Rewrite this listing with "farthest from its edges" changed to "most distant from its boundary" everywhere it appears, and keep everything else the same. Leave out the pictures.

***** Excerpted data

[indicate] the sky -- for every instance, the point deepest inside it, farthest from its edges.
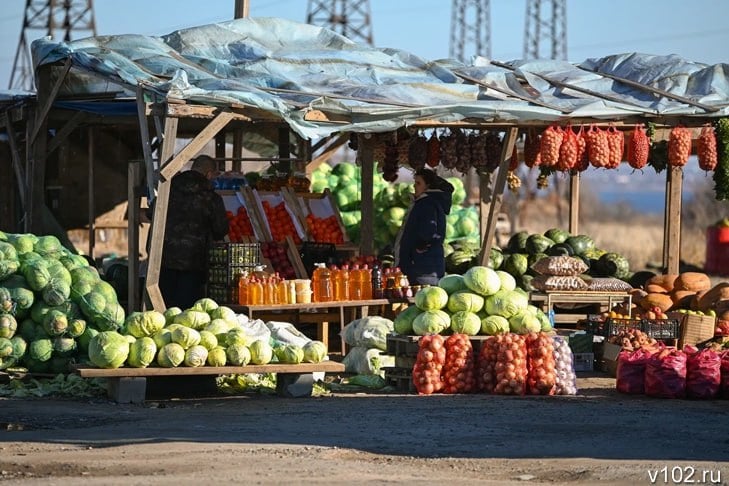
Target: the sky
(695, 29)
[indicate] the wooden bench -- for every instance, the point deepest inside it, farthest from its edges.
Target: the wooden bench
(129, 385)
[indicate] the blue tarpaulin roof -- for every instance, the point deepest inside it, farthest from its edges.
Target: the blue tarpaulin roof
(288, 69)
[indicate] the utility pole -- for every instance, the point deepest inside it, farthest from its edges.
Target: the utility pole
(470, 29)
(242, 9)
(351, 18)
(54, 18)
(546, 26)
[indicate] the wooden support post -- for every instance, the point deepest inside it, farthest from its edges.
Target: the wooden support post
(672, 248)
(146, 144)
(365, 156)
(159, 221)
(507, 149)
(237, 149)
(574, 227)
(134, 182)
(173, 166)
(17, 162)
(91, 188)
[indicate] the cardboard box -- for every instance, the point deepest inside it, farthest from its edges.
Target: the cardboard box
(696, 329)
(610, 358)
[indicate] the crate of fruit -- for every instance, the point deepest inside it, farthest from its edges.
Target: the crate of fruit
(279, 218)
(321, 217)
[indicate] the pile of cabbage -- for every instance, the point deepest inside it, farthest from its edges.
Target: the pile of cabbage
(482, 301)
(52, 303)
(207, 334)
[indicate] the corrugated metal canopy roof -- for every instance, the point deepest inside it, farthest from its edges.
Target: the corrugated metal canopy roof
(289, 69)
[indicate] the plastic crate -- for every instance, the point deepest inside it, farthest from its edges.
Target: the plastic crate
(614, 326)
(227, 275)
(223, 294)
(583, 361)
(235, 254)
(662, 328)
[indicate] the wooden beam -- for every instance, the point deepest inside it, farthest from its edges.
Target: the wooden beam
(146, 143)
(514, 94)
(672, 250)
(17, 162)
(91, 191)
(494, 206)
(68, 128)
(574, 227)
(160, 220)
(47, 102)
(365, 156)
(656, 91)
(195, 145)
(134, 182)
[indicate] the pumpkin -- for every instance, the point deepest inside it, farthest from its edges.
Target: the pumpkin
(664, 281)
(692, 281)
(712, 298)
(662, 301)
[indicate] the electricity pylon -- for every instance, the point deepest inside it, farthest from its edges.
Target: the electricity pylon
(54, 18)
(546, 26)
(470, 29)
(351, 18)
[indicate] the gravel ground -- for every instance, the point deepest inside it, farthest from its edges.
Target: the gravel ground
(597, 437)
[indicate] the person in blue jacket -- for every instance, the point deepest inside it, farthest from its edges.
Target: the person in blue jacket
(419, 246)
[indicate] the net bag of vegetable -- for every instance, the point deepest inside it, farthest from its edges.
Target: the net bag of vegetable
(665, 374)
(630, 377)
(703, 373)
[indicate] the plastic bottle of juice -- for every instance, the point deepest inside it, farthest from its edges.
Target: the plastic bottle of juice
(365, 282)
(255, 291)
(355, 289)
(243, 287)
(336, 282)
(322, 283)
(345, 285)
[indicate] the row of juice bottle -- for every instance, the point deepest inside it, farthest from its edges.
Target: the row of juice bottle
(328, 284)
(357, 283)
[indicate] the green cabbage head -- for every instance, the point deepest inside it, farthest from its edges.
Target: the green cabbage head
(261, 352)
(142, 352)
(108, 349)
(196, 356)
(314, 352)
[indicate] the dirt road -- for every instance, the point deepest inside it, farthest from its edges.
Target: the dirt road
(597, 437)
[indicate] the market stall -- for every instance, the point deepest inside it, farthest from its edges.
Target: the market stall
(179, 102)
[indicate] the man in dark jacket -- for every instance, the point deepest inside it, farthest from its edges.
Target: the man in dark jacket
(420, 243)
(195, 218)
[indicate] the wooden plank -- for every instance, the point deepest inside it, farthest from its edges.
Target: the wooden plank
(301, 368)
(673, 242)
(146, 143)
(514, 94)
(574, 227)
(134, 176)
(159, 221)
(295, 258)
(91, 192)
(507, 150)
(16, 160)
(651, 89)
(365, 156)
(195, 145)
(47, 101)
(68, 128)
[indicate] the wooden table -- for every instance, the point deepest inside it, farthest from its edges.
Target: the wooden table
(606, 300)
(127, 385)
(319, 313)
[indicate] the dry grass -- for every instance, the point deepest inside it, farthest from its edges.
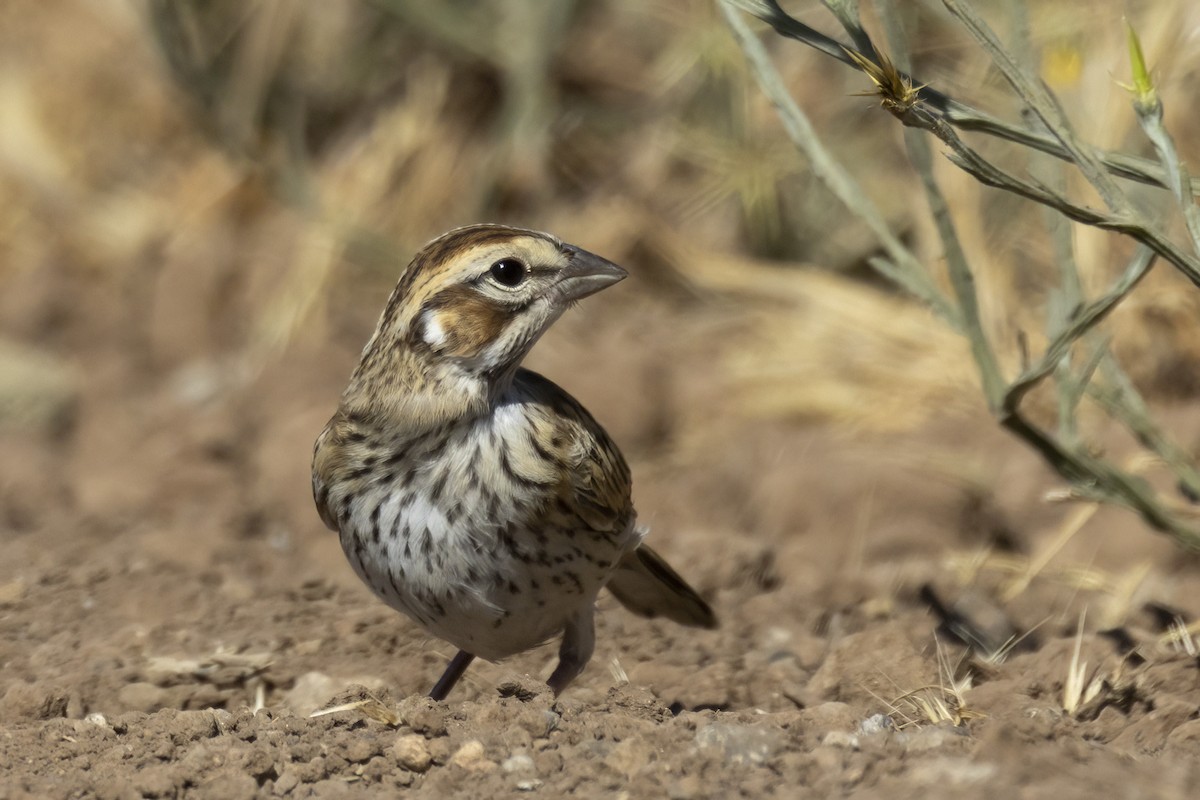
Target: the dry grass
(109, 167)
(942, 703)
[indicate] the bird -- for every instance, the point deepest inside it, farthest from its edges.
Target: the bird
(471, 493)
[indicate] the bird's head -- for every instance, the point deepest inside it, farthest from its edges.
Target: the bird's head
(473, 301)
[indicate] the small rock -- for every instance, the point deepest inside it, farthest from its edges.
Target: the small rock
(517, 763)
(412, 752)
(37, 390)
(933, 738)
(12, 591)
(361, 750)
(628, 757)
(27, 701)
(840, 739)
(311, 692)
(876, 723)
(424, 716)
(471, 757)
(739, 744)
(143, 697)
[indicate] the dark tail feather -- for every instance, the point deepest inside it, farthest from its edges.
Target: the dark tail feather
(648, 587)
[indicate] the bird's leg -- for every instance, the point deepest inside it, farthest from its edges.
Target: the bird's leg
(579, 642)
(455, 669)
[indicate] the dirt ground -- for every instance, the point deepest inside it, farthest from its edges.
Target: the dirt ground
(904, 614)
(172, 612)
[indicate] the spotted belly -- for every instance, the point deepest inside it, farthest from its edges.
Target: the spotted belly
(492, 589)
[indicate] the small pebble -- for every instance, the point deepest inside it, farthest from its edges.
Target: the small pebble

**********

# Solution to this task
[indicate] the sky -- for every instance, the point deepest inside it, most distant from its boundary.
Target: the sky
(695, 29)
[indicate] the wooden bench -- for every instance, the point deepest inside it, most distant from its boundary.
Target: the wooden bench
(129, 385)
[indicate] the blue tarpaulin roof -- for every instance, the point deepest inside it, most distant from its boundary.
Target: the blue tarpaulin roof
(288, 69)
[indicate] the utility pole -- for every instance, the point deepest inside it, most distant from its boundary.
Target: the utility pole
(470, 29)
(242, 9)
(351, 18)
(54, 18)
(546, 26)
[indicate] the wooden support post -- for every instance, the point deepest inside it, most distant from its boundary.
Target: the wooden support post
(672, 248)
(146, 144)
(365, 156)
(159, 221)
(507, 149)
(237, 149)
(574, 227)
(134, 182)
(173, 166)
(17, 162)
(91, 188)
[indicate] the cardboard box -- for every instance, the point deepest inside it, most distant from its boundary.
Target: the cardboard box
(696, 329)
(610, 358)
[indicate] the crate of fruit -- for every instance, the point deepest inside it, most distant from its boundary.
Target: the crate of fruit
(279, 218)
(321, 217)
[indicate] the pile of cabbage -- for every instance, the point deepest inside it, most distant from its boundary.
Target: the pile of cabbage
(482, 301)
(52, 303)
(207, 334)
[indicate] the corrugated metal canopy roof -- for every instance, the point deepest inside it, most distant from its boundary.
Target: the corrugated metal canopy roof
(289, 69)
[indicate] the plastic crate -- for every instance, the point deepest inside it, most distant from its boundary.
Target: the plastic crate
(614, 326)
(227, 275)
(223, 294)
(583, 361)
(235, 254)
(662, 328)
[indicate] the wooden beam -- for every instance, the point deepest inside it, most distant from its boundary.
Target: the wooden beam
(146, 143)
(514, 94)
(672, 250)
(17, 162)
(91, 191)
(494, 206)
(68, 128)
(574, 227)
(160, 220)
(47, 102)
(365, 156)
(656, 91)
(195, 145)
(134, 182)
[indicate] the pumpkin -- for every instance, the point deepest inside it, most distant from its boundary.
Target: the pumpkin
(664, 281)
(692, 281)
(712, 298)
(662, 301)
[indicate] the electricity pylon -- for every instance, the point deepest inside it, most distant from its boundary.
Target: the electricity pylon
(54, 18)
(546, 26)
(470, 29)
(351, 18)
[indicate] the gravel ground -- for every instance, the point deepest inside it, most distant from its boundary.
Target: the gravel ground
(597, 437)
[indicate] the person in blue jacket -- for every instance, the point deepest inside it, most distant from its boundary.
Target: the person in blue jacket
(419, 246)
[indicate] the net bag of vegetable -- for every instance, the point deepest inside it, most distant from its boundary.
Target: the net bag of vegetable
(665, 374)
(630, 377)
(703, 373)
[indicate] the plastic bottle of juice -- for every instance, the point deepest inside it, most distant from its boundary.
Target: the plastic bottle of juice
(365, 282)
(255, 291)
(355, 289)
(243, 287)
(336, 282)
(322, 283)
(345, 285)
[indicate] the row of juice bottle -- for every instance, the point deepest inside it, most distant from its boundary.
Target: the row of juice bottle
(328, 284)
(357, 283)
[indicate] the green cabbage head -- for every instance, the point deepest inside it, most distant from its boundary.
Target: the green cabbage head
(261, 352)
(142, 352)
(108, 349)
(196, 356)
(314, 352)
[indicate] the dirt road -- for every instance, the point deepest inside it, most distant from its boundary.
Target: the dirt road
(597, 437)
[indicate] the market stall -- for every instance, the point deepest inside it, most distant from its boundary.
Target: the market stall
(179, 102)
[indicate] the man in dark jacket -- for every instance, the point deepest inside it, most distant from its boundary.
Target: the man in dark jacket
(420, 243)
(195, 218)
[indicate] the wooden plank -- for every instance, the point deepest inside it, most distant from its boundary.
Target: the wooden plank
(301, 368)
(673, 242)
(146, 143)
(514, 94)
(574, 227)
(134, 176)
(159, 221)
(295, 258)
(91, 192)
(507, 150)
(16, 160)
(651, 89)
(365, 156)
(195, 145)
(47, 101)
(68, 128)
[indicate] the wooden table -- for every instance, the point deepest inside it, most distant from its boundary.
Target: the wooden table
(606, 300)
(127, 385)
(319, 313)
[indicate] the dry grass -- for every instance, the point deepest inside it, most distant from its boundary.
Target: the dry grass
(109, 167)
(942, 703)
[indicate] the bird -- for every instance, the point deepest inside it, most distant from its boundary.
Target: the bird
(471, 493)
[indicate] the bird's head -- for every instance, the point deepest inside it, most distant from its boundary.
Target: the bird's head
(473, 301)
[indicate] the small rock -- for every instance, the point deepest inside it, most distant from its boundary.
Target: the small rock
(517, 763)
(412, 752)
(37, 390)
(933, 738)
(12, 591)
(361, 750)
(628, 757)
(27, 701)
(840, 739)
(311, 692)
(876, 723)
(424, 716)
(471, 757)
(739, 744)
(143, 697)
[indicate] the dark tail feather -- for every instance, the point deepest inside it, most distant from its boundary.
Target: the dark tail feather
(648, 587)
[indicate] the bird's leg -- for every instance, the point deepest inside it, most distant from its boundary.
Target: the bird's leg
(579, 642)
(455, 669)
[indicate] the dirt ground -- for every instance, the point deepest inside it, most distant from its boundary.
Target: the dirt ground
(904, 614)
(172, 612)
[indicate] the spotted belly -- for every instance, the point deepest inside it, most distant from its boundary.
Target: the spotted belly
(492, 589)
[indicate] the small pebble -- for every instance, the point deepest inside it, most distant from its boundary.
Target: the small pebble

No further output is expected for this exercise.